- _What is being asked_
Return each line of the listing below, unchanged, and omit the images.

- _Materials provided_

_____

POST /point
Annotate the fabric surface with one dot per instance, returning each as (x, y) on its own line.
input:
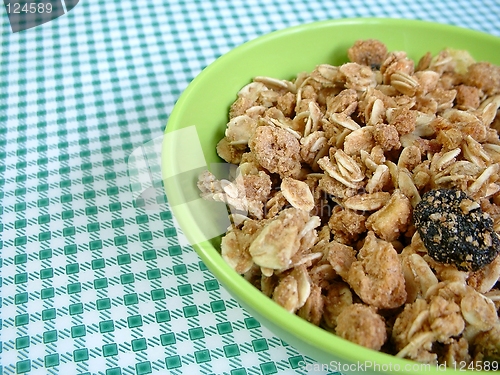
(95, 278)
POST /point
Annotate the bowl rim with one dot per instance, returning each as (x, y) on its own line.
(310, 333)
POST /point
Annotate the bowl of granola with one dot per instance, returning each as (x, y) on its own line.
(341, 180)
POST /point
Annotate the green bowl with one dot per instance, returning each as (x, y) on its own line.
(198, 122)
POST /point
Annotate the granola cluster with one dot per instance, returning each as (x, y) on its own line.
(330, 168)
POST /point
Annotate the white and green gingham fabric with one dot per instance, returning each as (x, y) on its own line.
(95, 278)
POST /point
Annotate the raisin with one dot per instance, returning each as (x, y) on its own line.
(455, 230)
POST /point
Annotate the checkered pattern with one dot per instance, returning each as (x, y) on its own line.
(95, 278)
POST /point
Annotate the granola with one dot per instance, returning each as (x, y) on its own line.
(349, 180)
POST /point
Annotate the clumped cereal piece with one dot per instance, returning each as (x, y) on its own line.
(377, 276)
(392, 219)
(455, 230)
(276, 150)
(369, 52)
(362, 325)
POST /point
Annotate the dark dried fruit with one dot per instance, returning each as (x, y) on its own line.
(455, 230)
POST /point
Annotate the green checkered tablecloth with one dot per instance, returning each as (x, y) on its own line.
(95, 277)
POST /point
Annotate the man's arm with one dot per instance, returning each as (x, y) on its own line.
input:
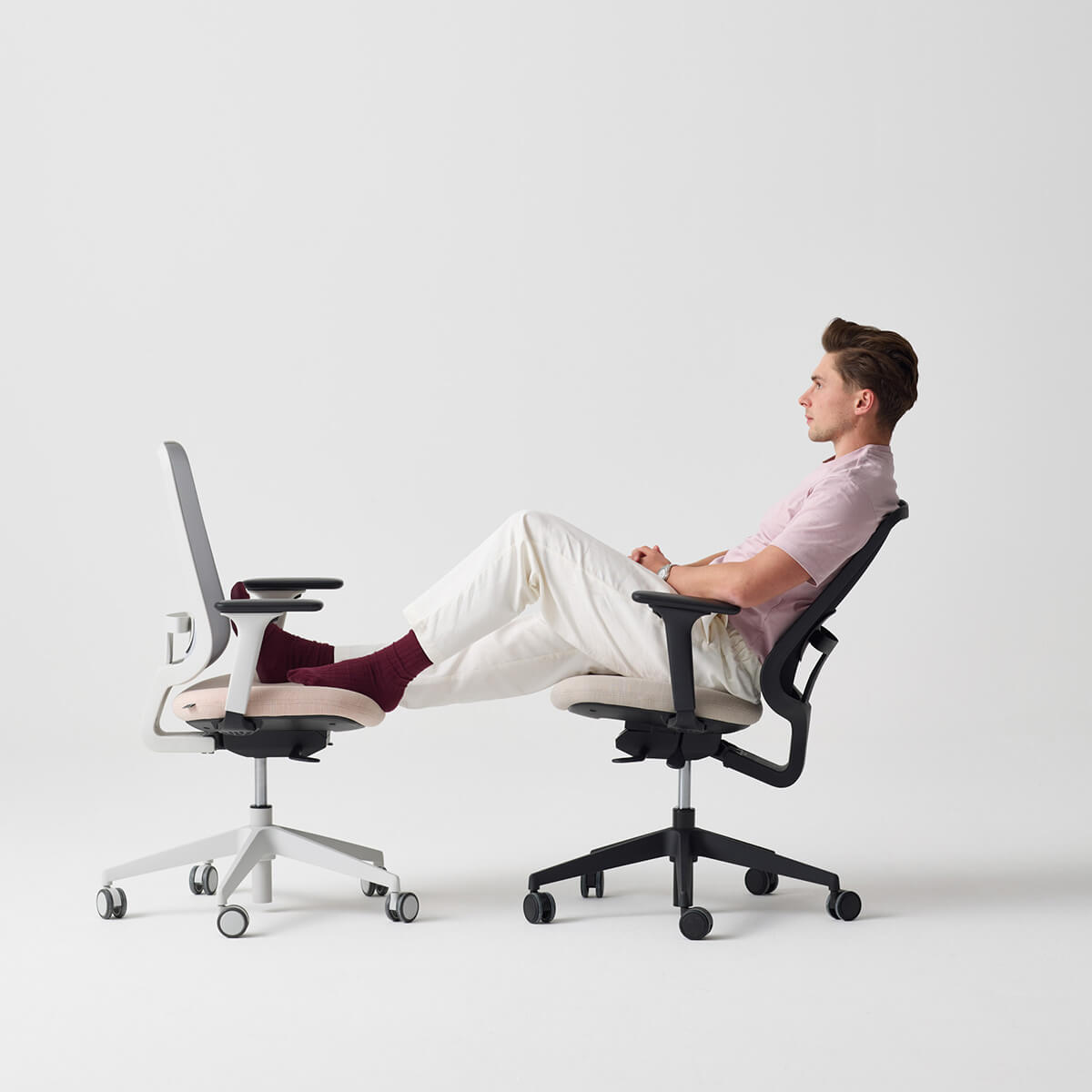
(764, 577)
(713, 557)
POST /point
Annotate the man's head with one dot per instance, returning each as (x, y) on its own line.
(863, 385)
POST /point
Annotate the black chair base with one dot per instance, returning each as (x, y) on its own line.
(682, 844)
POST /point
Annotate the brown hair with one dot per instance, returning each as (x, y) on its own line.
(879, 360)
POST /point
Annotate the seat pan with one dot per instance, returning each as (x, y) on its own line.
(629, 693)
(348, 710)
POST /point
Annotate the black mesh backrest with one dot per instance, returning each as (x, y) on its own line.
(779, 669)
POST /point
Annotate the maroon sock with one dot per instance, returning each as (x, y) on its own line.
(382, 675)
(281, 652)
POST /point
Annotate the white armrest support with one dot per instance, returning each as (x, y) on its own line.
(251, 617)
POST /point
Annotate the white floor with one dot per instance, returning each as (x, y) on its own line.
(969, 966)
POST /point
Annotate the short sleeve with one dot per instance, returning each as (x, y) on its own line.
(834, 521)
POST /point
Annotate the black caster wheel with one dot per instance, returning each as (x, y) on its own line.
(540, 907)
(402, 906)
(112, 902)
(760, 883)
(233, 921)
(844, 905)
(203, 879)
(696, 923)
(590, 883)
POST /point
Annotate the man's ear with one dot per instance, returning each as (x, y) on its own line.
(865, 401)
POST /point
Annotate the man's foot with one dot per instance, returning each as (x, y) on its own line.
(381, 676)
(281, 652)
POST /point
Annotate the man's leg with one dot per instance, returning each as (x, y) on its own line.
(523, 656)
(584, 591)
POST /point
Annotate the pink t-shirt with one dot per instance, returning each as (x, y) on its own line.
(822, 524)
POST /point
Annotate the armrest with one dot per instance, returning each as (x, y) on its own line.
(267, 606)
(680, 612)
(688, 602)
(292, 583)
(251, 617)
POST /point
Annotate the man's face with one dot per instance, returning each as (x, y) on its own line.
(828, 404)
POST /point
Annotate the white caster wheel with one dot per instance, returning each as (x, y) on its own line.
(110, 902)
(402, 906)
(233, 921)
(203, 879)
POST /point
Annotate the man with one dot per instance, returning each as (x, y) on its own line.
(472, 639)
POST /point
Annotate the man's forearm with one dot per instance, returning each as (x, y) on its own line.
(705, 581)
(713, 557)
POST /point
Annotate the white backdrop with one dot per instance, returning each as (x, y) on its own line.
(391, 272)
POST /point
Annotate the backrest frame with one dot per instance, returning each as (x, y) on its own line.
(208, 631)
(778, 680)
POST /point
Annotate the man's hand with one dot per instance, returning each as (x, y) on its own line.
(650, 557)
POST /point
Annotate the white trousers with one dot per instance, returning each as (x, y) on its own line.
(541, 601)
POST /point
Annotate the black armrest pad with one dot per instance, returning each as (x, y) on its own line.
(267, 606)
(290, 583)
(685, 602)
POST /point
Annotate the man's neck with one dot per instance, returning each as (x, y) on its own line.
(852, 441)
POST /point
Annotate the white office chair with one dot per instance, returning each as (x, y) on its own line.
(236, 713)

_____

- _Result for this exercise_
POST /point
Annotate the fabric surface with one dot per instance, returning each as (x, y) on its own line.
input:
(95, 278)
POST /point
Annotate the bowl rim with one dot per instance, returning each as (x, y) on its own line.
(310, 333)
POST /point
Annotate the bowl of granola with one dot per instance, returning each as (x, y) on its own line.
(341, 180)
POST /point
Annotate the green bowl with one dot per instance, returning each as (x, y) on its own line.
(198, 122)
POST /point
Annotate the granola cluster with one dot per instance, returning each as (x, y) on its own line.
(330, 168)
POST /point
Annotate the white and green gingham fabric with one dot per instance, returning each as (x, y) on its own line.
(95, 278)
POST /point
Annotate the raisin with one dot per instance, returning each as (x, y) on its own line.
(455, 230)
POST /point
Annotate the checkered pattern with one dot per instance, returning each as (x, y) on its own line.
(95, 278)
POST /point
Annotate the granola with one dot per instance, returning each as (x, y) on its own line.
(349, 180)
POST /point
Annotate the clumped cereal piece with one dot per instance, returning each as (x, y) on its own line.
(377, 276)
(392, 219)
(455, 230)
(276, 150)
(369, 52)
(362, 325)
POST /point
Annotate the dark dried fruit with one dot per instance, returning each as (x, y) on its own line.
(455, 230)
POST /point
Annotate the green checkered tablecloth with one dot per instance, returning each as (x, y) on its own line.
(95, 277)
POST /point
Annotate the man's arm with one dot per instance, returning each as (x, y) on its own line.
input:
(764, 577)
(713, 557)
POST /point
Annotate the man's head with one dot per instance, returning each as (x, y) on its own line.
(863, 385)
POST /point
Annotate the black chair base with one dot per instance, returning each as (x, y) on its own line.
(682, 844)
POST /point
Annotate the brown hair with one dot per instance, returning each as (x, y) on its own line.
(879, 360)
POST /point
Annotate the seat pan with one dot per instance, returning each as (x, y) on its own line.
(629, 693)
(348, 710)
POST /point
Annotate the black mesh backrest with one dot per instance, returning each as (x, y) on its own line.
(779, 669)
POST /point
Annotate the maroon sock with one dot per instance, returning each as (x, y) on its own line.
(382, 675)
(281, 652)
POST /point
Annotate the white armrest support with one dot per instance, returning each as (x, y) on its own line.
(251, 617)
POST /point
Annotate the white floor with one dot per instance, returning each as (x, y) on its own line.
(969, 966)
POST /point
Annotate the short sleeve with one dot per instance, returning each as (x, y) on its own line.
(834, 521)
POST /point
Annotate the black caster wheel with one dot per instance, returning each as (x, y) on its own line.
(540, 907)
(402, 906)
(112, 902)
(760, 883)
(233, 921)
(844, 905)
(203, 879)
(696, 923)
(590, 883)
POST /point
Annotate the man's ear with one dot per instance, returning each as (x, y) on its own line.
(865, 401)
POST /point
Annotate the man's foot with one dot per instance, returning each as (x, y) on its own line.
(381, 676)
(281, 652)
POST /point
Annotate the man's leg with one dot per instance, returning each as (x, y) on its own line.
(523, 656)
(584, 591)
POST /point
Annotate the pink t-shirt with one dot per instance, returning each as (x, y) on its own line.
(822, 524)
POST /point
Annotate the armrest with one dot per instance, returning each as (x, y) on its own line.
(267, 606)
(680, 612)
(688, 602)
(292, 583)
(251, 617)
POST /point
Annotate the man's face with one dot per instance, returning each as (x, y) on its own line.
(828, 404)
POST /point
Annotate the white caster wheel with one dot per instance, returning each as (x, y) on its own line.
(110, 902)
(402, 906)
(233, 921)
(203, 879)
POST /point
Annotate the man with one dot per instance, returning each as (x, y) on its own line.
(472, 639)
POST /point
Annotate the man's forearm with one dot per instance, returning each as (x, y) on its own line.
(705, 581)
(713, 557)
POST /point
Annotate the white backdrop with one dot per instance, returning each as (x, y) on its own line.
(391, 272)
POST /point
Annotate the backrest frame with one dot per instance, returning each as (x, y) on its own line.
(208, 631)
(778, 680)
POST /point
Annotate the man's hand with one dot per instance, returning each as (x, y) on its own line.
(650, 557)
POST /point
Annotate the white trousers with one dot per instance, returning each as (x, y) on its own line.
(541, 601)
POST /point
Annotate the black armrest pad with one dot per instance, returning each as (x, y) on its own line.
(267, 606)
(290, 583)
(685, 602)
POST /point
Annotate the man's neck with one dot per instance, returning each as (x, y) on its own line.
(852, 441)
POST /point
Annotate the white office chair with one dot per instance, returning each as (x, y) on its own line.
(236, 713)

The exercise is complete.